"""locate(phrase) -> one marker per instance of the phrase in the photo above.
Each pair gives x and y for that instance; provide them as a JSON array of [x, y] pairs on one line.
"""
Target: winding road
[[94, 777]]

What is required >> Print the lines above as a numbered list, dropping any blank ones.

Complete response >>
1. """locate(phrase) -> one marker per instance of the phrase in the photo above.
2. Each pair gives x and y for that instance; provide them as a JSON array of [x, y] pairs on one line.
3. """
4. Target: winding road
5. [[94, 777]]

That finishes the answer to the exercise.